╭─ Extracted information

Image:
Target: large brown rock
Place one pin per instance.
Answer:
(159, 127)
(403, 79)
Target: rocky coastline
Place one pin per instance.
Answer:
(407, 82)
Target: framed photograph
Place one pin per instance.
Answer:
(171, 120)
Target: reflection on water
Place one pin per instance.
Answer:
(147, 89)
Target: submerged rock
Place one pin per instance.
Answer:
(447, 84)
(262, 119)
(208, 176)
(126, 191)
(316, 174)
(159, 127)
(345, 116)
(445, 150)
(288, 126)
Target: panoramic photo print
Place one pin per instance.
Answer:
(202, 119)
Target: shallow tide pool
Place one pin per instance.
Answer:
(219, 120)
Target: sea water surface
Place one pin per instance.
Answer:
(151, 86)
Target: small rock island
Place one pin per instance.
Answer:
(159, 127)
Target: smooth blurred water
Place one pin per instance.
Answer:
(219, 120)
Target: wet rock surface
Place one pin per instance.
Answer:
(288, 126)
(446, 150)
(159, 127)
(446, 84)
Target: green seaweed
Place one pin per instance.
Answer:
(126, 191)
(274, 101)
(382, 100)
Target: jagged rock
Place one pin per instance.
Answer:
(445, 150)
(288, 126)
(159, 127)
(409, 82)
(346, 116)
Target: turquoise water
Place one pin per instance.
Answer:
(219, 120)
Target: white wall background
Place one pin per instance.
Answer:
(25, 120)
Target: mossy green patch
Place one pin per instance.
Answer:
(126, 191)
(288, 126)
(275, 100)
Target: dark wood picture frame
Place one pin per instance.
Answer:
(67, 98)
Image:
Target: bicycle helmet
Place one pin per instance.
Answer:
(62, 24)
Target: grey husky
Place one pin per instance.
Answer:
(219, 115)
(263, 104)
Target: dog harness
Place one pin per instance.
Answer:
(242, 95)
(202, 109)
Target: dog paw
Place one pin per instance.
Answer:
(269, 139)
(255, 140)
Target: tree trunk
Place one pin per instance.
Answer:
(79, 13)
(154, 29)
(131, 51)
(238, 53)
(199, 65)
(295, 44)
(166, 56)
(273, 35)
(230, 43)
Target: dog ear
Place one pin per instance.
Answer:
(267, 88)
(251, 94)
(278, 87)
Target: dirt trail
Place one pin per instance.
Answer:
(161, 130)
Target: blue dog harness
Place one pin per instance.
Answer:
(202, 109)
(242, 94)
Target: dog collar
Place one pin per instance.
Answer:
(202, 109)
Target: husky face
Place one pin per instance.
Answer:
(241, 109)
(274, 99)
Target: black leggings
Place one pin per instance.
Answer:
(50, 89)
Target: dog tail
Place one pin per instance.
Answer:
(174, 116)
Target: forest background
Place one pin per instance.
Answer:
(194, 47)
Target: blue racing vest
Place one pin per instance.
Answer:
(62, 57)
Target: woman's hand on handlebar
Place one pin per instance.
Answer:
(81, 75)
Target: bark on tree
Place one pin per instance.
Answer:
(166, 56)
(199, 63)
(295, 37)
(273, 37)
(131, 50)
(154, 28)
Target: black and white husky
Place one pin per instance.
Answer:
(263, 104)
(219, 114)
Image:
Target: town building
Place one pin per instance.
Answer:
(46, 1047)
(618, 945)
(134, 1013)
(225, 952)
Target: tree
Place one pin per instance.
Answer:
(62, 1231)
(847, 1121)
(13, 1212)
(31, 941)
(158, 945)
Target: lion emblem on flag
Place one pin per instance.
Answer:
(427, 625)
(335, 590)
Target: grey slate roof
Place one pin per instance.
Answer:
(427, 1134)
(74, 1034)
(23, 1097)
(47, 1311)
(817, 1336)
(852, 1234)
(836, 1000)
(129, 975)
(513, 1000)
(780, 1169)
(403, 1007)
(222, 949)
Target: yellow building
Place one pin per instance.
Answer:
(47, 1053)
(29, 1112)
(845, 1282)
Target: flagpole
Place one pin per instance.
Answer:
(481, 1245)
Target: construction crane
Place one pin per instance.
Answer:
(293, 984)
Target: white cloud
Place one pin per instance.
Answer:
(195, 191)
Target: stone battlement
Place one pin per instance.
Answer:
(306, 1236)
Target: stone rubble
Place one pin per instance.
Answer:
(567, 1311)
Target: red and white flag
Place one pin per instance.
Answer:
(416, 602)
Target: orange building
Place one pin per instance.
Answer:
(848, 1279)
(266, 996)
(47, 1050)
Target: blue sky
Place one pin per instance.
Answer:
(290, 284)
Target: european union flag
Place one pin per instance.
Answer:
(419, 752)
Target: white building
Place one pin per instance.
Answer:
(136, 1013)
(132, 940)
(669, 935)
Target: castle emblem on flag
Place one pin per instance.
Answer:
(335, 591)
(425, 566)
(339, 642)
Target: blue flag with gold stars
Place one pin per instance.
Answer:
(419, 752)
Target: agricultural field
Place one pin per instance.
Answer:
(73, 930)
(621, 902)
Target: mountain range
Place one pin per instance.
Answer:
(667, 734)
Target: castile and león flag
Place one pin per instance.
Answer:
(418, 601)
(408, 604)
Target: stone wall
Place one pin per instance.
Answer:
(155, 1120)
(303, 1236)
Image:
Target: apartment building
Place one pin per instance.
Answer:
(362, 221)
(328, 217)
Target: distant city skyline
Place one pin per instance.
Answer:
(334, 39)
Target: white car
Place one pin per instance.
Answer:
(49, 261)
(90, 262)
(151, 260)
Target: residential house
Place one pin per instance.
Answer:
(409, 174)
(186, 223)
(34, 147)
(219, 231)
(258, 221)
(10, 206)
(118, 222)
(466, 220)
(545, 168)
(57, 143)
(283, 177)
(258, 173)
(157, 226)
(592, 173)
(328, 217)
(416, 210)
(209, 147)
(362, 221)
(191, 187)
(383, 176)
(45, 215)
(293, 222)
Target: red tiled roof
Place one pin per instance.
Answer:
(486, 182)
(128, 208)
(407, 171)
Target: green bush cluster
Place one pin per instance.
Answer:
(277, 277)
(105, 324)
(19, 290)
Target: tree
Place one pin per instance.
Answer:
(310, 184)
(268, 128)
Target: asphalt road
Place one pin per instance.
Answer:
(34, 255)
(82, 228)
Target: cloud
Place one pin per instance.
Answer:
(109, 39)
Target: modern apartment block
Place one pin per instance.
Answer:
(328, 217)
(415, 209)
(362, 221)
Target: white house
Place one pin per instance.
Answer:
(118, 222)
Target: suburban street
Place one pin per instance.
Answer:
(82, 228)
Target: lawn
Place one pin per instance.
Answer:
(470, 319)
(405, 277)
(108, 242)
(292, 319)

╰─

## Written problem
Starting with the line containing "Target: cloud" and going on through the end of the items, write those lines out again with each coordinate in the answers shifted up by 20 and every other line left as it is.

## Task response
Target: cloud
Place one pin per instance.
Answer:
(129, 59)
Target: modern apartment block
Place one pin per instance.
Answer:
(348, 237)
(435, 229)
(382, 241)
Target: white house
Place one pin per instance.
Answer:
(138, 242)
Target: suburban street
Place one pin per instance.
Answer:
(102, 248)
Target: lawn
Place one pin per instance.
Answer:
(490, 339)
(425, 297)
(128, 262)
(312, 339)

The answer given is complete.